* [Provided records]:
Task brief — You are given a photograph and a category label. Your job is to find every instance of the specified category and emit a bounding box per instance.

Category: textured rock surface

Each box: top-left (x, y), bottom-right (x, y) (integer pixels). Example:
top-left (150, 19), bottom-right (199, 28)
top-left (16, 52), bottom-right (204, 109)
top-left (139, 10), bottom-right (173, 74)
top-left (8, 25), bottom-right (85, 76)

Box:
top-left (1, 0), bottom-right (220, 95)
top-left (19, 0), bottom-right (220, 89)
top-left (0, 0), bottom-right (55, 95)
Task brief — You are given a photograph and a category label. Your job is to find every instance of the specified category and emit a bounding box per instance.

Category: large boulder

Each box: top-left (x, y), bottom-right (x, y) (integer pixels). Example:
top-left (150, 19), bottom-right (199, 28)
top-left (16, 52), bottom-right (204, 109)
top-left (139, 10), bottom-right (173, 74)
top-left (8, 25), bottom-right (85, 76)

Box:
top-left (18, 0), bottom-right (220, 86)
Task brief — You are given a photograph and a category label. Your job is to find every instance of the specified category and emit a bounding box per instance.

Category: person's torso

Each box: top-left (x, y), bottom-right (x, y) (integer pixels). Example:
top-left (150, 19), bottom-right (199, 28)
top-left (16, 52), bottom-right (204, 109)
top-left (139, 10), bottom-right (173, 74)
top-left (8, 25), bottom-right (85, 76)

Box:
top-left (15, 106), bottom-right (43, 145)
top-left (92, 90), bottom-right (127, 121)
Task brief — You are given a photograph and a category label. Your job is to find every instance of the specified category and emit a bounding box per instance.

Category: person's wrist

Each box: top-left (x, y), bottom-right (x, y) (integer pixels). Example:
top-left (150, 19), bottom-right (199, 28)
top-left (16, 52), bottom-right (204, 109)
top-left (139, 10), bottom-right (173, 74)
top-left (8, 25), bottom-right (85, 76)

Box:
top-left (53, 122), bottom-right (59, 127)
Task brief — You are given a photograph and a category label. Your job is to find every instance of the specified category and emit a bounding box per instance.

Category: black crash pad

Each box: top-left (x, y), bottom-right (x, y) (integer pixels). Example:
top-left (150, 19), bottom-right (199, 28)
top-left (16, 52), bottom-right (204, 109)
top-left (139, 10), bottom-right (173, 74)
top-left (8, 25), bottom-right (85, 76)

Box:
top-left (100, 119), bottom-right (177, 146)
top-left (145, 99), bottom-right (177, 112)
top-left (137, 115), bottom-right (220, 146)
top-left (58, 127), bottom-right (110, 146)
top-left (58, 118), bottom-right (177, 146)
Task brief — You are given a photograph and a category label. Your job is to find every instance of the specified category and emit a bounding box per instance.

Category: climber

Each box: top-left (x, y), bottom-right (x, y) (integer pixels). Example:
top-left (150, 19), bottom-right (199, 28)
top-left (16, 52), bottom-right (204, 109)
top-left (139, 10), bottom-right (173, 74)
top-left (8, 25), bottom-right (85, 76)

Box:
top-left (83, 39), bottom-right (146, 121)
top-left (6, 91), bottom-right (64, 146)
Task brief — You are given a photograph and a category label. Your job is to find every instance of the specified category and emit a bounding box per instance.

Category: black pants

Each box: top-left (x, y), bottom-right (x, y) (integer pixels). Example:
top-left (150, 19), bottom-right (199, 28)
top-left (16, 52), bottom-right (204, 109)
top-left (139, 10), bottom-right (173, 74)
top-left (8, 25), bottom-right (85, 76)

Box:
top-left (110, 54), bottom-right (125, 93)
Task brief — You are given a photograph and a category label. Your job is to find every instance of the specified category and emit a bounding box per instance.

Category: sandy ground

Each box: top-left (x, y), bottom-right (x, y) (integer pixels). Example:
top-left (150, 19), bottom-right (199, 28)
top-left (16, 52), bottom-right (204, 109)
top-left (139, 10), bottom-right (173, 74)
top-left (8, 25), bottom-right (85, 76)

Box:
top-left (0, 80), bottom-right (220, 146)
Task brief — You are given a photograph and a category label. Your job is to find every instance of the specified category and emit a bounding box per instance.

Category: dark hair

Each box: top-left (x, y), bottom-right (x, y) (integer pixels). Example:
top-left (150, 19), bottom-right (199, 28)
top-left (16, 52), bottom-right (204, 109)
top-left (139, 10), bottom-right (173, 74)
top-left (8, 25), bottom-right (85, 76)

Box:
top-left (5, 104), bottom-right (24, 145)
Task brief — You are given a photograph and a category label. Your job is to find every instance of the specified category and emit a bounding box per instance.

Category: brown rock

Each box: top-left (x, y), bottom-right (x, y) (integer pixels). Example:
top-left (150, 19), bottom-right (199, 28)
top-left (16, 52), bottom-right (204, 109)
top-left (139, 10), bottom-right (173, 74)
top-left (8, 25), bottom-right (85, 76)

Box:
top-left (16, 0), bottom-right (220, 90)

* [Direction]: Please reproduce all of the data above line for line, without changing anything.

* [Result of this exercise]:
Task brief — You are given a photograph and a category label. Your job is to find every instance of the specified category and emit a bounding box per instance.

Category: textured rock surface

Each box: top-left (x, y), bottom-right (x, y) (integer pixels). Example:
top-left (150, 19), bottom-right (199, 28)
top-left (16, 52), bottom-right (204, 109)
top-left (139, 10), bottom-right (173, 74)
top-left (8, 25), bottom-right (85, 76)

Box:
top-left (1, 0), bottom-right (220, 95)
top-left (19, 0), bottom-right (220, 89)
top-left (0, 0), bottom-right (55, 95)
Task brief — You are given a photograph and a category label. Your job is to find every instance of the specified category and emit a bounding box per instance.

Category: large boulder

Each box: top-left (x, y), bottom-right (x, y) (integer pixels). Example:
top-left (150, 19), bottom-right (199, 28)
top-left (16, 52), bottom-right (204, 109)
top-left (139, 10), bottom-right (173, 74)
top-left (8, 25), bottom-right (85, 76)

Box:
top-left (18, 0), bottom-right (220, 86)
Task brief — You are given a photograph and a category label. Your job is to find every instance of the specified category and emit a bounding box per instance.

Category: person's torso

Each box: top-left (x, y), bottom-right (x, y) (integer pixels). Example:
top-left (150, 19), bottom-right (199, 28)
top-left (16, 52), bottom-right (204, 109)
top-left (139, 10), bottom-right (173, 74)
top-left (8, 25), bottom-right (85, 76)

Box:
top-left (15, 106), bottom-right (43, 145)
top-left (92, 90), bottom-right (127, 121)
Task brief — You are given a photograph and a category label. Your job is to find every instance of the specified category and emit a bounding box per instance.

Category: person's wrist

Each box: top-left (x, y), bottom-right (x, y) (integer pixels). Example:
top-left (150, 19), bottom-right (199, 28)
top-left (16, 52), bottom-right (204, 109)
top-left (139, 10), bottom-right (173, 74)
top-left (8, 25), bottom-right (85, 76)

Box:
top-left (53, 122), bottom-right (59, 127)
Task brief — You are given a photograph and a category label. Your job is to find every instance of the specified category and emit a bounding box per instance.

Category: black crash pad

Each box: top-left (x, y), bottom-right (x, y) (integer pixels). Example:
top-left (150, 19), bottom-right (199, 28)
top-left (16, 52), bottom-right (204, 109)
top-left (139, 10), bottom-right (173, 74)
top-left (8, 25), bottom-right (85, 76)

Box:
top-left (100, 119), bottom-right (177, 146)
top-left (145, 99), bottom-right (177, 112)
top-left (137, 115), bottom-right (220, 146)
top-left (58, 127), bottom-right (110, 146)
top-left (58, 118), bottom-right (177, 146)
Task brief — You are given a photograph and a category label. Your job is to find every instance of the specified category and emit a bounding box per instance.

Category: climber

Each box: top-left (x, y), bottom-right (x, y) (integer pixels). Example:
top-left (150, 19), bottom-right (199, 28)
top-left (16, 52), bottom-right (204, 109)
top-left (139, 10), bottom-right (173, 74)
top-left (8, 25), bottom-right (85, 76)

Box:
top-left (83, 39), bottom-right (146, 121)
top-left (6, 91), bottom-right (64, 146)
Task brief — You are given a photograph and a category label. Your job is to find every instance of the specified category and emit a bounding box per instance.

Category: black pants

Each box: top-left (x, y), bottom-right (x, y) (integer pixels). Example:
top-left (150, 19), bottom-right (199, 28)
top-left (16, 52), bottom-right (204, 109)
top-left (139, 10), bottom-right (173, 74)
top-left (8, 25), bottom-right (85, 76)

Box:
top-left (110, 54), bottom-right (125, 93)
Task brief — You are given a photograph and a category label. Your job is to find every instance of the specified category and emit a bounding box per instance.

Category: sandy ground

Each box: top-left (x, y), bottom-right (x, y) (integer pixels). Example:
top-left (150, 19), bottom-right (199, 28)
top-left (16, 52), bottom-right (204, 109)
top-left (139, 10), bottom-right (173, 74)
top-left (8, 25), bottom-right (85, 76)

Box:
top-left (0, 80), bottom-right (220, 146)
Task brief — You are given a photograph and a category label. Your job is to find every instance of the specified category and emit a bounding box per instance.

Category: dark hair

Each box: top-left (x, y), bottom-right (x, y) (integer pixels). Example:
top-left (150, 19), bottom-right (199, 28)
top-left (16, 52), bottom-right (204, 109)
top-left (139, 10), bottom-right (173, 74)
top-left (8, 25), bottom-right (85, 76)

Box:
top-left (5, 104), bottom-right (24, 145)
Task brief — You are given a photograph and a category label. Your job is to find every instance of the specified category and emit a bounding box per instance.

Category: brown rock

Each box: top-left (x, y), bottom-right (x, y) (integer pixels). Example:
top-left (150, 19), bottom-right (199, 28)
top-left (16, 52), bottom-right (204, 109)
top-left (139, 10), bottom-right (173, 74)
top-left (8, 25), bottom-right (85, 76)

Box:
top-left (16, 0), bottom-right (220, 90)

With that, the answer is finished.